DATOS PROPORCIONADOS
_ _ _ _ _
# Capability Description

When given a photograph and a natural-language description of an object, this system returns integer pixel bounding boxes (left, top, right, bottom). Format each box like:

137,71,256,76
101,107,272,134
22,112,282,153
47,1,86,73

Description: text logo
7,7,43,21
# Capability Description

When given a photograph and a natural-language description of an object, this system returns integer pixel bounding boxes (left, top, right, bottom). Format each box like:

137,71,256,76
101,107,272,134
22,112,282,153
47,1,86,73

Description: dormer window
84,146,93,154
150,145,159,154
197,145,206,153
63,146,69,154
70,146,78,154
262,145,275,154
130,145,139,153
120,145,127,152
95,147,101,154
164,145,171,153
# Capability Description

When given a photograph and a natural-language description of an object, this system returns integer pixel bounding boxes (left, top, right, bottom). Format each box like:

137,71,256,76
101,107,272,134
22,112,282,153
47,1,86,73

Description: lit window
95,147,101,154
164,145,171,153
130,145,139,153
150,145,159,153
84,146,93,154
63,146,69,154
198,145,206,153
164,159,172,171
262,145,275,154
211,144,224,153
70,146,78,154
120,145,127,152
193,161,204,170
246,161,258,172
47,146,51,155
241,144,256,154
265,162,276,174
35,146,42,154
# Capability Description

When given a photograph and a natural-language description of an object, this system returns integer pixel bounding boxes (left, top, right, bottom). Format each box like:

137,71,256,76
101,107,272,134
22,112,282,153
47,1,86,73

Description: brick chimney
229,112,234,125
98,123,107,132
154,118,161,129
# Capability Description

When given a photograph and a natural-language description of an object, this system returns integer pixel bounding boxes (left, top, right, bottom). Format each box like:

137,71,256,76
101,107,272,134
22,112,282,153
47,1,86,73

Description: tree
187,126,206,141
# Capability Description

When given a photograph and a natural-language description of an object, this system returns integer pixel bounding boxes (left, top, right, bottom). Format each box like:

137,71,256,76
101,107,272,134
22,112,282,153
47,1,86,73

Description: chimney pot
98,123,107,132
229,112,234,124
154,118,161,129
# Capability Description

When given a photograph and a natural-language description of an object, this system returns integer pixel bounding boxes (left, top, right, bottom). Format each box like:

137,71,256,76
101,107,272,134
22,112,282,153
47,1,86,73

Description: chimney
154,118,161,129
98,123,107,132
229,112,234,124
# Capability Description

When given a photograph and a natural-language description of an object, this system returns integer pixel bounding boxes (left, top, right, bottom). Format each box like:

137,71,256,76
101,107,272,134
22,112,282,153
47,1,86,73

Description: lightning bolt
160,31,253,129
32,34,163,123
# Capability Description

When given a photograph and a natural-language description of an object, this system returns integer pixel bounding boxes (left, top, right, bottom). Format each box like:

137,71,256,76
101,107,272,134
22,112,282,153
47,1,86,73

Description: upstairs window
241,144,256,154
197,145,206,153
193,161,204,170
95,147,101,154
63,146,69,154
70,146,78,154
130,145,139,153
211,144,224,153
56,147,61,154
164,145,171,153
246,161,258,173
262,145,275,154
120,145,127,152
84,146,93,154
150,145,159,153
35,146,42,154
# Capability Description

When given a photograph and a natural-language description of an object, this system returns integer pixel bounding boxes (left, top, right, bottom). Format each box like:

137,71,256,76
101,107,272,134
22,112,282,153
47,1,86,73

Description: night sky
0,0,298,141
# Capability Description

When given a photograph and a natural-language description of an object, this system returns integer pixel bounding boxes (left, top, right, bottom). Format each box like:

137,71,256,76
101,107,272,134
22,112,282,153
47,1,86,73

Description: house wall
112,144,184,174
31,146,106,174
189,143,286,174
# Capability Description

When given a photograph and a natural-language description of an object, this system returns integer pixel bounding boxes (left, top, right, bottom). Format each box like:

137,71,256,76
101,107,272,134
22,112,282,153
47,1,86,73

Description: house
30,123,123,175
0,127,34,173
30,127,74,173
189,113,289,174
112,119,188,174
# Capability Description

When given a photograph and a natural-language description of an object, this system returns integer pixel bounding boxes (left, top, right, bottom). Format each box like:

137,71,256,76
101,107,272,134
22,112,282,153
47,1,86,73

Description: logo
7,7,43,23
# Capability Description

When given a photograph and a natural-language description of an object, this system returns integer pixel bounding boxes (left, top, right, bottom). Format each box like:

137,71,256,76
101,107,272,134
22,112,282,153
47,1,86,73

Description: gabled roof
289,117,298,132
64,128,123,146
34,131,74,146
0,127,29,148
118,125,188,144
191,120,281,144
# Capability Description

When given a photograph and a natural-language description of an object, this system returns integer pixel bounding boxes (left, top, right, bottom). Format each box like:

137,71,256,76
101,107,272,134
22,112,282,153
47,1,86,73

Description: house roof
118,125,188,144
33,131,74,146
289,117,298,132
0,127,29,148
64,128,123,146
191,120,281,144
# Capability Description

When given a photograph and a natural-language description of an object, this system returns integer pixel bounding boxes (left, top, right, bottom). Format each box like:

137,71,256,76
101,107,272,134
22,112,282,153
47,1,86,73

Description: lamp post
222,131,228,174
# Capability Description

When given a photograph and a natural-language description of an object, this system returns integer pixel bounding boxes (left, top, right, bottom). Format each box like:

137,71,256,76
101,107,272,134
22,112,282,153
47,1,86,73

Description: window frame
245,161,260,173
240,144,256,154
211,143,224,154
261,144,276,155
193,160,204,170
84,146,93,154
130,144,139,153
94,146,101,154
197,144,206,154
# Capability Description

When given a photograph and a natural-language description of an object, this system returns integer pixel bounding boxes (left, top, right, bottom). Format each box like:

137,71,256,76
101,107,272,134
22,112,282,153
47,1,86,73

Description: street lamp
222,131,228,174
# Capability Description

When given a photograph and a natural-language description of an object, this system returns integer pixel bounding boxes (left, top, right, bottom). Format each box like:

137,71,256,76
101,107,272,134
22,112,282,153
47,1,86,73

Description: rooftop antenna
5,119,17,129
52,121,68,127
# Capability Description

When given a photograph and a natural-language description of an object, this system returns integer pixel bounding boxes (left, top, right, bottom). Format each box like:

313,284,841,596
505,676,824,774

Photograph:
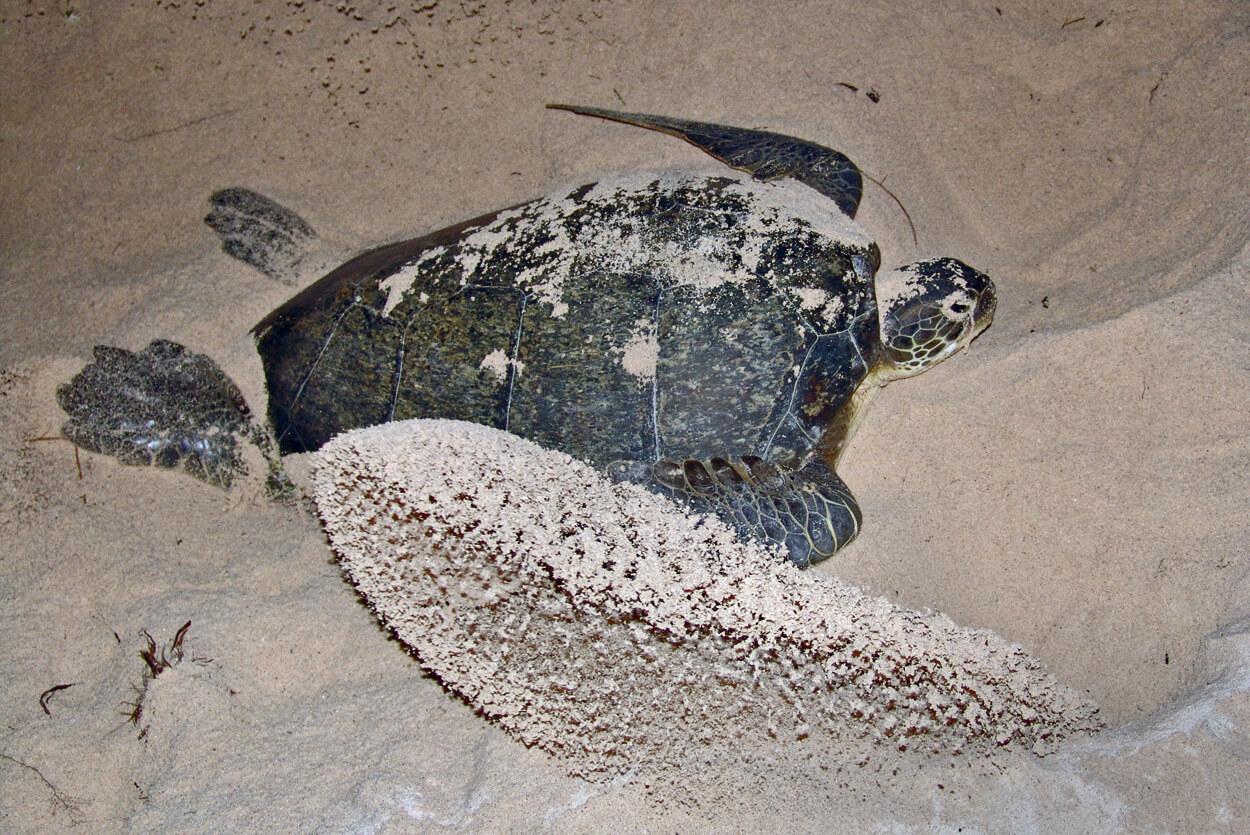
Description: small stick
860,171,920,246
39,681,78,716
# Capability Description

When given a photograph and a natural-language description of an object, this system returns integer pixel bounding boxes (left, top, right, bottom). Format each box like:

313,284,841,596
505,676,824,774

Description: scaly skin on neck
820,365,894,473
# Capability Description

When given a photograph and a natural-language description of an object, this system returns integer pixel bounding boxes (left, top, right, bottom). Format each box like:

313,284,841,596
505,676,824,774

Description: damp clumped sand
314,420,1100,778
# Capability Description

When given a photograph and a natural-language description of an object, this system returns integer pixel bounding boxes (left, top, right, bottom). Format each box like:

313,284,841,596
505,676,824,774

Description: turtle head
876,258,998,380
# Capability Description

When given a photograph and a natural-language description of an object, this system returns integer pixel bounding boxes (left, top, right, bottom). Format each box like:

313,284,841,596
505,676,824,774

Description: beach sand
0,0,1250,831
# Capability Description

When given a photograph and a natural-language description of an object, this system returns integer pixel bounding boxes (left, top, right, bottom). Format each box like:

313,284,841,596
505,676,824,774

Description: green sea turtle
59,105,995,565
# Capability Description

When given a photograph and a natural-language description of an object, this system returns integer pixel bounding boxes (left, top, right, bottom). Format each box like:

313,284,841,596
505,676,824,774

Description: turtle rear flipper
204,186,316,281
56,340,285,494
609,455,863,568
548,104,864,219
_ _ _ _ _
INSTRUCCIONES DE TAREA
Enumera todas las líneas de las filas que contengan la palabra "house".

RESULTADO OBTENIDO
Description: house wall
Description: house
Description: house roof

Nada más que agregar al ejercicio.